▸ Requirements:
a. From the VCC article, reproduce word for word the part that opens with the words containing "This paper provides" and closes with "telephony and messaging.".
b. Answer these questions from the VCC article:
(i) Besides how to perform an in-call handoff, what does VCC functionality include support for?
(ii) Why can a single mode CDMA device not communicate in a GSM network?
(iii) What do some WiFi based devices support that others do not?
c. Translate this sentence from the VCC article into Spanish: "This paper provides an overview of VCC, and examines the impact of VCC compliance at both the network and the UE."

▸ Text shown:

##############################

TMCnet News

An Introduction to Voice Call Continuity (VCC)
[May 02, 2007]

An Introduction to Voice Call Continuity (VCC)


An Introduction to Voice Call Continuity (VCC)
Clinton M. Banner
May 2nd, 2007

Abstract
The IP Multimedia System, or IMS, defines a sophisticated 3G service delivery infrastructure that is access independent – i.e. the service provider can deliver consistent blended services across multiple User Equipment (UE) types which access the network using different technologies.
Voice Call Continuity, or VCC, is a key aspect of the IMS promise of a “seamless” user experience. Major telecommunications vendors are positioning VCC as an important part of their IMS value proposition1. This position is also being touted by key industry analysts2,3.
VCC specifications define an interworking architecture and methods which allow the UE to move between different access technologies while maintaining a consistent user experience. VCC functionality includes support for automatic network selection by the UE, and how to perform an in-call handoff (HO) between access technologies.
This paper provides an overview of VCC, and examines the impact of VCC compliance at both the network and the UE.

Single & multiple access mode devices
Single access mode devices provide specific UE capabilities through only one type of network. Each access technology has unique air interface characteristics and a dedicated network infrastructure to register and validate users and provide services including telephony and messaging.
Within each access technologies there is already a mobility aspect; for example:
• CDMA devices access and register in both home and visited CDMA networks, and can initiate and maintain active call sessions when the UE moves between cell sites using handoff capabilities
GSM devices similarly access and register in both home and visited GSM networks, and also maintain active call sessions using handoff capabilities
WiFi (News - Alert) based devices establish IP connectivity with Access Points, and then register and support packet based communications. Some WiFi Based devices support AP-AP roaming, while others do not.
In these examples, each device works only in one type of network. A single mode CDMA device simply cannot communicate in a GSM network. The Radio Access Network (RAN) characteristics and protocols used for CDMA and GSM devices are not compatible.
There devices which support multiple access technologies that are currently in widespread used. However, most of these devices do not provide a seamless service experience across different access technologies.
For example, there are Personal Digital Assistants (PDAs) on the market now that support:
• Circuit based telephony support (CDMA or GSM)
• 3G data capabilities such as DOrA or HSDPA packet access.

##############################

Entries from a dataset:
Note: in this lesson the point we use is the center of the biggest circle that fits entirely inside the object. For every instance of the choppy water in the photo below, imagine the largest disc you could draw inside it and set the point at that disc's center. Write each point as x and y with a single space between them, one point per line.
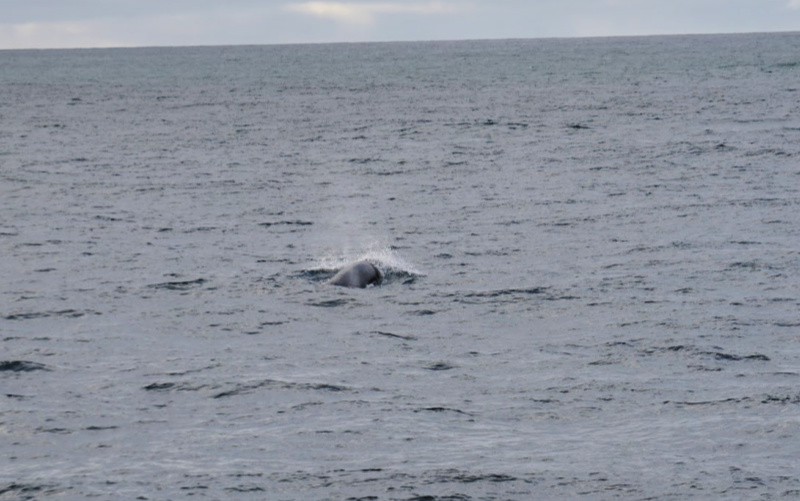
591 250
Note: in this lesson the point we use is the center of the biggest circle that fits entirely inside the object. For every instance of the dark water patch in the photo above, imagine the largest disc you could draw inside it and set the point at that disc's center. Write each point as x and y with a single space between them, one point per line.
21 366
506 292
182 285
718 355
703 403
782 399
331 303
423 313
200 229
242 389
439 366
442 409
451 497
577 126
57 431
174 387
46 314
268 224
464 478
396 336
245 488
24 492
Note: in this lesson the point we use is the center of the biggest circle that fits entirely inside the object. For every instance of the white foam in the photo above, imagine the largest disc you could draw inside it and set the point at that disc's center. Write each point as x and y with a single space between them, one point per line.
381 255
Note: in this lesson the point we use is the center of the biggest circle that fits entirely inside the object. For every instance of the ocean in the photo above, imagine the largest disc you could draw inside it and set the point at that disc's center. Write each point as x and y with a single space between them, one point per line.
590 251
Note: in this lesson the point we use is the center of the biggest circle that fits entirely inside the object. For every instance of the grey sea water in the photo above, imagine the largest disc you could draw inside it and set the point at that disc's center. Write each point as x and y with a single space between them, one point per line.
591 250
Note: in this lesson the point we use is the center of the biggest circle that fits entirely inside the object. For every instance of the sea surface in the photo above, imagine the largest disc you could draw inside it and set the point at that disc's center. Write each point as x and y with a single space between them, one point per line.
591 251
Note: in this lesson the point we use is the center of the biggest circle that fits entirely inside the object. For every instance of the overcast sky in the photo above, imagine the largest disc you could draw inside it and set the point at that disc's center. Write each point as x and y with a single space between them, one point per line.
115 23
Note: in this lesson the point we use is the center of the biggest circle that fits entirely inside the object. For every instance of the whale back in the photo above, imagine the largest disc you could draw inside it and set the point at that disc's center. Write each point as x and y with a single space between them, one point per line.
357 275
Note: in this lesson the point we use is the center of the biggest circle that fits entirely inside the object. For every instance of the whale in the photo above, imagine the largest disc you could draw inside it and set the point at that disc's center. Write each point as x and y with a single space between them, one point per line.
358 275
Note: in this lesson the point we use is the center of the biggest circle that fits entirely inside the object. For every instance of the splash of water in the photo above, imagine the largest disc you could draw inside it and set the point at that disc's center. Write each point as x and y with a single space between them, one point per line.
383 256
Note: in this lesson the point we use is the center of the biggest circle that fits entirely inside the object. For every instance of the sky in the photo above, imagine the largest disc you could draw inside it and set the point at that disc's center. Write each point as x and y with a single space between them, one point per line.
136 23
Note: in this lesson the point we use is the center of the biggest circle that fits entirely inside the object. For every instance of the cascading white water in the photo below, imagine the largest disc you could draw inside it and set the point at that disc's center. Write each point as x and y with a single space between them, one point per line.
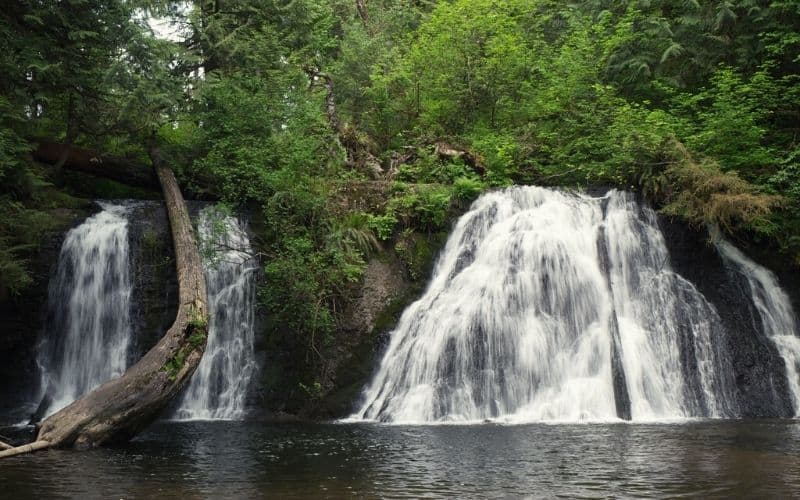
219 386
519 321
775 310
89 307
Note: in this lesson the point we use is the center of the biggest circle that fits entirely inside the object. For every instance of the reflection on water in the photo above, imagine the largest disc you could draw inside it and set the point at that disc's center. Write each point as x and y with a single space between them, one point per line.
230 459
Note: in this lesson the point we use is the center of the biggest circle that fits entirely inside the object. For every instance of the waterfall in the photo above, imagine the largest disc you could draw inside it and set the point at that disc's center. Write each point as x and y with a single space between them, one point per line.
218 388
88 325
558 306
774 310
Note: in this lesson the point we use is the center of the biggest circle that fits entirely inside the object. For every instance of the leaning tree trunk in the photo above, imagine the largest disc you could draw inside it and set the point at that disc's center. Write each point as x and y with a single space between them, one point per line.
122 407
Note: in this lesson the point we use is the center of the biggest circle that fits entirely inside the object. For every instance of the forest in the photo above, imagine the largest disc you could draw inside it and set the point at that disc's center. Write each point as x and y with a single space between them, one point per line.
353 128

##############################

▸ Solutions per task:
a.
This paper provides an overview of VCC, and examines the impact of VCC compliance at both the network and the UE.

Single & multiple access mode devices
Single access mode devices provide specific UE capabilities through only one type of network. Each access technology has unique air interface characteristics and a dedicated network infrastructure to register and validate users and provide services including telephony and messaging.

b.
(i) Automatic network selection by the UE.
(ii) The Radio Access Network (RAN) characteristics and protocols used for CDMA and GSM devices are not compatible.
(iii) AP-AP roaming.

c. Este documento ofrece una visión general de la VCC y examina el impacto del cumplimiento de la VCC tanto en la red como en el UE.